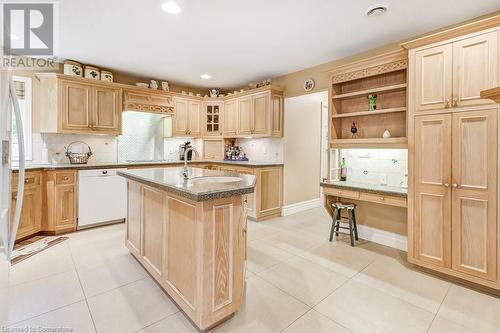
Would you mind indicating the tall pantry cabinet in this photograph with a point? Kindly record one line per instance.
(453, 147)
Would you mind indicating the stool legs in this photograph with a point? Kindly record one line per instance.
(355, 224)
(334, 222)
(350, 212)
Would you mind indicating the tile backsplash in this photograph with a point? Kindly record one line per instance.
(373, 166)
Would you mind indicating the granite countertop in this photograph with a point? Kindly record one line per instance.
(171, 180)
(370, 188)
(252, 164)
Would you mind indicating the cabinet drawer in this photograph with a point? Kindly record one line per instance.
(383, 199)
(65, 178)
(338, 192)
(32, 179)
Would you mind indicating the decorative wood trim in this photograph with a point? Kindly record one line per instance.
(148, 108)
(366, 72)
(386, 62)
(456, 31)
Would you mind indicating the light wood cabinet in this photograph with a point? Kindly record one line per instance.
(474, 199)
(187, 117)
(455, 215)
(212, 124)
(77, 105)
(230, 120)
(453, 73)
(277, 115)
(475, 68)
(60, 201)
(107, 109)
(30, 222)
(245, 124)
(433, 179)
(260, 114)
(433, 78)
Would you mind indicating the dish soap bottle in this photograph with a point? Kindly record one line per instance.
(343, 170)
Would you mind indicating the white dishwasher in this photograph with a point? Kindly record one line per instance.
(102, 197)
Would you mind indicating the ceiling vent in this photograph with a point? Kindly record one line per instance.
(376, 11)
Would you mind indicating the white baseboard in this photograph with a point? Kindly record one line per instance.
(300, 206)
(383, 237)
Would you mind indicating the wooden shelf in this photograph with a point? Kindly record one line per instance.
(371, 91)
(368, 113)
(370, 143)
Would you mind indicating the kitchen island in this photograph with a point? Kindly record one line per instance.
(190, 235)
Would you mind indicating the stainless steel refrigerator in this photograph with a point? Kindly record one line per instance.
(9, 216)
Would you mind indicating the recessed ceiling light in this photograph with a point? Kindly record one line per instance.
(376, 10)
(171, 7)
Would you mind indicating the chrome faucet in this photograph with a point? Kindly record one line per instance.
(185, 173)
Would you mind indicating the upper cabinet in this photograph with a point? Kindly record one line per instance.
(212, 125)
(257, 115)
(187, 117)
(76, 105)
(453, 73)
(230, 120)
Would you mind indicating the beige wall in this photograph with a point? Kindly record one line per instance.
(302, 140)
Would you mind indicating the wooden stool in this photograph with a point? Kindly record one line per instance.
(353, 229)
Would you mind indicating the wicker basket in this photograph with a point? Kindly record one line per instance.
(78, 158)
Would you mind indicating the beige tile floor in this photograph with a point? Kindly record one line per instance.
(297, 282)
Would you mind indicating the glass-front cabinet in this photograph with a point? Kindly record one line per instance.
(213, 119)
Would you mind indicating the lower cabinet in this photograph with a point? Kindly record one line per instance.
(60, 204)
(194, 250)
(30, 222)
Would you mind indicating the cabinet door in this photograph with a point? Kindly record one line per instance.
(212, 120)
(269, 191)
(432, 219)
(31, 212)
(245, 126)
(180, 117)
(277, 116)
(194, 118)
(153, 226)
(76, 105)
(65, 205)
(133, 229)
(261, 114)
(107, 110)
(475, 184)
(475, 68)
(230, 118)
(433, 78)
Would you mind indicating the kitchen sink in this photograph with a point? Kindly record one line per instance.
(214, 179)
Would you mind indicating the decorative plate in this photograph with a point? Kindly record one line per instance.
(308, 84)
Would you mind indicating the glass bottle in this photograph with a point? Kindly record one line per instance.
(343, 170)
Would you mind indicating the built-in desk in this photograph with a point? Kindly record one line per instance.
(386, 195)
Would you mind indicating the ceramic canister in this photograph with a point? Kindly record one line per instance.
(73, 68)
(92, 72)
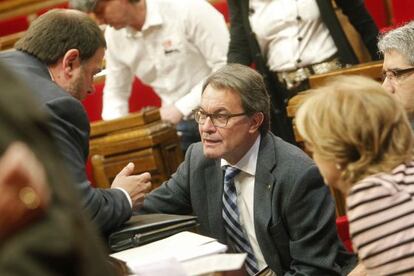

▸ **Instructions to follow**
Output the records above character for character, but leave each image out.

▸ **Answer to the problem**
Would you mind indicating the tall pantry cabinet in this photograph with a point? Kindly record one line per instance.
(453, 147)
Would you mind indicating the stool legs in this photograph with a point? Kindly record one line per instance.
(355, 224)
(334, 222)
(350, 212)
Would you mind indicating the tile backsplash in this photograph with a point? Kindly record one line per instance.
(373, 166)
Would you mind indicating the granite countertop in this photograph with a point? Kindly record one line per instance.
(171, 180)
(370, 188)
(252, 164)
Would you mind indicating the cabinet drawer in this photograph with a point? Kindly record one line per instance.
(383, 199)
(65, 178)
(338, 192)
(32, 179)
Would you mind indicating the decorative wood trim in this photograph with a point? Kindly record one line per instance.
(148, 108)
(366, 72)
(386, 62)
(456, 31)
Would you mind indicating the light wood cabinet in this photograph with a point? Kindly record one line per instance.
(474, 199)
(187, 117)
(455, 215)
(212, 124)
(77, 105)
(230, 120)
(453, 73)
(277, 115)
(475, 68)
(60, 201)
(107, 109)
(30, 222)
(245, 124)
(433, 179)
(260, 114)
(433, 78)
Would you mind indicating the dish soap bottle in this photograph with a point? Kindly record one line per instance.
(343, 170)
Would you mind indicating the white dishwasher in this photograph with a point? Kindly record one line per instance.
(102, 197)
Would you mind indicating the ceiling vent in this photograph with a point? Kindly record one line per instance.
(376, 11)
Would you mind indicating the white baseboard in this photograph with a point? Kindly record one line per instance.
(300, 206)
(383, 237)
Would you mind indicating the wooden shelf in this photograph with a point? Kindly record one line per instance.
(371, 91)
(368, 113)
(370, 143)
Would you mind indicating the kitchen island in this photograph with a point? Kindly record one line per instance.
(190, 235)
Would you mind indicating the stainless steel refrigerator in this photograph with a point? Kindly record one line per instance.
(9, 216)
Would you mind indicating the recessed ceiling light in this photograph with a point? Kindly record one line per instance.
(376, 10)
(171, 7)
Would you mind indicating the chrome faucet in this photograph with a point? Kindly record one line per instance.
(185, 173)
Would you mind indicating the upper cabinet in this photograph with a point? Kindly record one line per instance.
(212, 125)
(257, 115)
(187, 117)
(76, 105)
(453, 73)
(230, 120)
Would you mind indicating the beige wall in this photograph with a point? Kindly record one line per instance.
(302, 140)
Would you mind indicating the wooden stool in this photograph with a point? Kindly record one line per instance.
(353, 229)
Would you mind indicating the wicker basket in this photograph with a point? Kindly record one line per instance.
(78, 158)
Would you mind indicating the beige tile floor in this photograph with a point? Kindly record one line per instance.
(297, 282)
Would you mind indicating the glass-front cabinet in this photograph with a point? Kindly record one line per instance.
(213, 119)
Would you mind indicating the lower cabinet in this photograph with a point? Kindly record one line per instance.
(60, 204)
(194, 250)
(30, 222)
Would you mind indicating the cabinet door in this photograph with a point? Kindly record one line per instance.
(212, 120)
(269, 191)
(432, 219)
(31, 212)
(245, 126)
(180, 117)
(277, 116)
(194, 118)
(153, 226)
(76, 105)
(65, 205)
(133, 229)
(261, 114)
(107, 110)
(475, 184)
(475, 68)
(230, 118)
(433, 78)
Would you mind indicating the kitchen sink in this photograph with a point? Kindly record one line per instance.
(214, 179)
Would you mind indicating the decorative plate in this photograph with a point? Kindly record one line per instance.
(308, 84)
Would you mind indicating the glass bottle in this photograph with a point? Kindly record one line per instance.
(343, 170)
Would you mind indicating the built-in desk in this photograph with a point? Kindly record one line per instance.
(386, 195)
Would you mind indicating the ceramic canister in this photograph with a point? Kindly record one line per instance.
(73, 68)
(92, 72)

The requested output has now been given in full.